Quoted passage below:
Caregiving is incredibly difficult. The hardness could be described like this: Lonely, Depressing, Exhausting. There is a lot more to caregiving than just those hard things, but those three words do a pretty good job summarizing what is hard about caregiving.
There are ways to alleviate all three of those difficult aspects to caregiving. I’m here today to give you a little tip for the issue of loneliness.
Hint: You are not alone.
Though there are days in caregiving when you feel utterly alone, there are hundreds, even thousands of people going through exactly the same sort of things you are dealing with.
And you can connect with them online. There are online communities for caregivers in general, and also groups formed for specific diseases. No one place is better than all the others. There are many different group formats, sizes, and each has its own atmosphere. You might not fit in one place, but fit in great another.
If you are feeling lonely as a caregiver, take a look around at the online community that can support you.
There are many places where you can meet other caregivers in the digital world, but as an introduction I will highlight two.
- An Alzheimer’s and Dementia Caregiver Support Group on Facebook: https://www.facebook.com/groups/1661835794070386/ This is a private group so you must join before you can see what people have written or post yourself. Don’t let this requirement deter you. This is an active group with a lot of members. Sometimes the sheer number of people and posts can feel overwhelming, but the other side of the coin is that if you’re dealing with some issue as an Alzheimer’s caregiver somebody else in this group has probably dealt with it too. The environment is very supportive.
End of Quoted passage.
Information shown below:
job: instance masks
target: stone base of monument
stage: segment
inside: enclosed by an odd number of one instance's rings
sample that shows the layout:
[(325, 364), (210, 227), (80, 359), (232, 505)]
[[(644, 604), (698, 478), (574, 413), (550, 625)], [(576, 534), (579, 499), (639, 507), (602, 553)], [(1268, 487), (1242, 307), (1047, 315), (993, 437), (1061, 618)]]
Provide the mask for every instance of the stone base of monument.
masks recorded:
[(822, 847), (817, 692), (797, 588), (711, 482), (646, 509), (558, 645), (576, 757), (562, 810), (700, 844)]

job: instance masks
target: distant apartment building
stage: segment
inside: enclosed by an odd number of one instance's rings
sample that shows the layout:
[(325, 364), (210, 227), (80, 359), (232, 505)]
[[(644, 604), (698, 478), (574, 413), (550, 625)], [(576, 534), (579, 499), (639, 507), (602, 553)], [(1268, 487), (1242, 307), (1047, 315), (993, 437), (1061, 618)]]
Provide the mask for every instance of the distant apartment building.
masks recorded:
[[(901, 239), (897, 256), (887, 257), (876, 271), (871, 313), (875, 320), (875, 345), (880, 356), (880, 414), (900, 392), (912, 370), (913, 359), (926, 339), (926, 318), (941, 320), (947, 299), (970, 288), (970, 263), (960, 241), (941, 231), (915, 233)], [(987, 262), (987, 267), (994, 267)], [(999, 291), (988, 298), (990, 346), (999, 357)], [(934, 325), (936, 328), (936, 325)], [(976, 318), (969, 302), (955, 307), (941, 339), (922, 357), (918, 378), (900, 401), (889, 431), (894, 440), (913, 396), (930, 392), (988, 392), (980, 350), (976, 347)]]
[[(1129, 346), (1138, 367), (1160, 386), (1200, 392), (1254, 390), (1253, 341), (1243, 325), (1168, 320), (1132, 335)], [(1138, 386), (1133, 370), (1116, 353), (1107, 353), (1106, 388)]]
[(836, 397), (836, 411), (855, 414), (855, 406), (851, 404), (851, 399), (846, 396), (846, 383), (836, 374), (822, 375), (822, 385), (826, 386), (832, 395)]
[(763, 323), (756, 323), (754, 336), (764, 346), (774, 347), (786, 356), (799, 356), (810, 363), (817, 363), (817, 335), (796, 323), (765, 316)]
End of Information shown.
Transcribe the passage on caregiver loneliness above, from "Caregiving is incredibly" to "hard about caregiving.".

Caregiving is incredibly difficult. The hardness could be described like this: Lonely, Depressing, Exhausting. There is a lot more to caregiving than just those hard things, but those three words do a pretty good job summarizing what is hard about caregiving.